Instructions to follow -> Are you able to retype all the records below exactly?

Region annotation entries
--- Start ---

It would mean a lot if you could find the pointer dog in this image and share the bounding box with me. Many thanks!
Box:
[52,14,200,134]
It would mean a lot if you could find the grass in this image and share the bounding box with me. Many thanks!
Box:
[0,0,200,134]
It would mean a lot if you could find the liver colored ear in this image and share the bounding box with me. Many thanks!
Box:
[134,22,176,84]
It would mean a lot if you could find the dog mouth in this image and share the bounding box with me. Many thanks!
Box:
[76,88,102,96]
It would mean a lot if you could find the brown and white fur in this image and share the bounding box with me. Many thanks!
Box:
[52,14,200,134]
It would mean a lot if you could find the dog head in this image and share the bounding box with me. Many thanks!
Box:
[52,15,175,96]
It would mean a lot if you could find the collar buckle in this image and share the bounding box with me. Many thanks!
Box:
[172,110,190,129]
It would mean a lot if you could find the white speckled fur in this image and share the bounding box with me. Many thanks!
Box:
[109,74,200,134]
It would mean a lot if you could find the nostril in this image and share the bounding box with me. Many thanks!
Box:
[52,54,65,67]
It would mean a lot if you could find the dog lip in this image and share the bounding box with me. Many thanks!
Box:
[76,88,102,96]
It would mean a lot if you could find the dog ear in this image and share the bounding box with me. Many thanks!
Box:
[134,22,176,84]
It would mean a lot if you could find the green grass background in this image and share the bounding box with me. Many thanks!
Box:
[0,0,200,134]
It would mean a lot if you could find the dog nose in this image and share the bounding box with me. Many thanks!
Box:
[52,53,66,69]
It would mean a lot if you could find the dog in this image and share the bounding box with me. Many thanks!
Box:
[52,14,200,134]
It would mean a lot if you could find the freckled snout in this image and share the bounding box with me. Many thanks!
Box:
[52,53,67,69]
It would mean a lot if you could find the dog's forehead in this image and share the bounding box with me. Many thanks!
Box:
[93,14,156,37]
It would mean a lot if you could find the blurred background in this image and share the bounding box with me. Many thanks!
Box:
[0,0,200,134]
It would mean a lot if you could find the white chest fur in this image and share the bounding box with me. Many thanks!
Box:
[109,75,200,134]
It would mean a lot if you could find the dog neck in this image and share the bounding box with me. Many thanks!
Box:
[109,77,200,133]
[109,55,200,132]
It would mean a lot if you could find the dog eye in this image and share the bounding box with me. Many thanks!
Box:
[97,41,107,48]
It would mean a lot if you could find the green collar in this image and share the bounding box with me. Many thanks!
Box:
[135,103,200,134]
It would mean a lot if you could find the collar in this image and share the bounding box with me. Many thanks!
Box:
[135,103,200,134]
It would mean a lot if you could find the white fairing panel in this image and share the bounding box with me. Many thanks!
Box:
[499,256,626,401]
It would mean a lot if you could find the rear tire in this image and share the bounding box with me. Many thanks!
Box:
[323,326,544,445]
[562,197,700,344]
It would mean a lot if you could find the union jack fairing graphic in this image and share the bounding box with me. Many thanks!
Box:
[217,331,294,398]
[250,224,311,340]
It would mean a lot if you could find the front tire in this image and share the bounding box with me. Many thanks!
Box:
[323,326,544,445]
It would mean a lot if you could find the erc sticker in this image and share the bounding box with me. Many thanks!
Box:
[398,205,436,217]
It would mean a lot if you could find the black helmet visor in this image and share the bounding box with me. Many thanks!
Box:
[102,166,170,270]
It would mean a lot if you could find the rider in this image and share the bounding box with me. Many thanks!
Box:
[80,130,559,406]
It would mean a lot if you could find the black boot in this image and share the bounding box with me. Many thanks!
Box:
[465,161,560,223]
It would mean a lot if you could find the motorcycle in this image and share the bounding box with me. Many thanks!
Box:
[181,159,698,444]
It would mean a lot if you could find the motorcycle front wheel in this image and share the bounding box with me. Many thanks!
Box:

--- End ---

Answer in full ->
It would mean a lot if you could find the pointer dog in this image and share the bounding box with me. Many thanks!
Box:
[52,14,200,134]
It would mean a lot if you could find the grass in this image and share the bounding box with me. Many thanks!
Box:
[0,0,200,134]
It would mean a lot if you could find the liver colored ear in this image and share the bounding box with me. Many thanks!
Box:
[134,22,176,84]
It would mean a lot if you could find the dog mouth in this image and share the bounding box with me. Many thanks!
Box:
[76,88,102,96]
It would mean a lot if you could find the brown and white fur in this image and share the bounding box with me. Many thanks!
Box:
[52,14,200,134]
It would mean a lot if you could find the dog head in this image and share the bounding box with me. Many thanks!
Box:
[52,15,175,96]
It would mean a lot if you could find the collar buckle in this image and share the bounding box with me. Many thanks!
Box:
[172,110,190,129]
It would mean a lot if you could find the white speckled fur in this image and share the bounding box with me. Many thanks!
Box:
[109,74,200,134]
It would mean a lot if you could find the nostril in this image and share the bounding box with me. Many thanks!
Box:
[52,54,65,67]
It would mean a lot if you could find the dog lip in this image and share the bounding box with me. Many thanks!
Box:
[76,88,102,96]
It would mean a lot if you could find the dog ear in this image and share the bounding box with me. Many thanks!
Box:
[134,22,176,84]
It would mean a lot if you could find the green grass background in this image and share the bounding box with me. Many thanks!
Box:
[0,0,200,134]
It would mean a lot if you could find the dog nose in this image and share the bounding box with me. Many thanks!
Box:
[52,53,66,69]
It would mean a lot if you could find the dog in this image and share the bounding box with me. Many thanks!
Box:
[52,14,200,134]
It would mean a lot if you could find the freckled snout in this image and share the bounding box with me. Many thanks!
Box:
[52,53,67,69]
It would mean a lot if you could find the dog's forehead in this image and share the bounding box with me. Many thanks!
Box:
[93,14,156,37]
It would mean a lot if you could find the blurred background in this image and share the bounding box with me. Many thanks!
Box:
[0,0,200,134]
It would mean a lot if you could find the white chest fur in this image and share the bounding box with me. Many thanks!
Box:
[109,75,200,134]
It would mean a lot if you could find the dog neck in this image and share the bounding box with me. Many thanks!
Box:
[109,77,200,133]
[109,55,200,132]
It would mean a lot if you could find the dog eye in this image and share the bounding box with me. Many thanks!
Box:
[97,41,107,48]
It would mean a lot if you could find the green collar in this image and share the bounding box with me. Many thanks!
Box:
[135,103,200,134]
It would mean a lot if you could find the collar in this image and share the bounding box with me. Many thanks!
Box:
[135,103,200,134]
It would mean a lot if you could find the white fairing panel in this image and share the bounding box with me. Many thanks!
Box:
[499,256,626,401]
It would mean a lot if you could find the rear tire in this image and share the bounding box with me. Many thanks!
Box:
[323,326,544,445]
[562,197,700,344]
It would mean a lot if you could find the union jack fairing graphic in this image and share the bounding box with me. Many thanks!
Box:
[217,331,294,398]
[250,224,311,340]
It would mean a lot if you could find the front tire in this image and share the bounding box with me. Many thanks!
Box:
[323,326,544,445]
It would mean a lot if you could find the erc sticker in this image and share the bounding box with me. Many thanks!
Box:
[398,205,436,217]
It would mean a lot if you could find the black helmet visor in this image and share the bounding box with me. Many thanks!
Box:
[102,166,170,270]
It would mean a lot if you could find the rider in this image and share the bounding box with me. Many thanks!
Box:
[80,130,559,406]
It would mean a lot if you could find the black boot in this image and share the bounding box with me. Many thanks!
Box:
[465,161,560,223]
It would mean a lot if you could find the motorcycle in this image and share the bounding box with me. Many thanks!
Box:
[181,159,698,444]
It would mean a lot if you could find the motorcycle front wheel in this image and share the bounding box with me. Many thanks!
Box:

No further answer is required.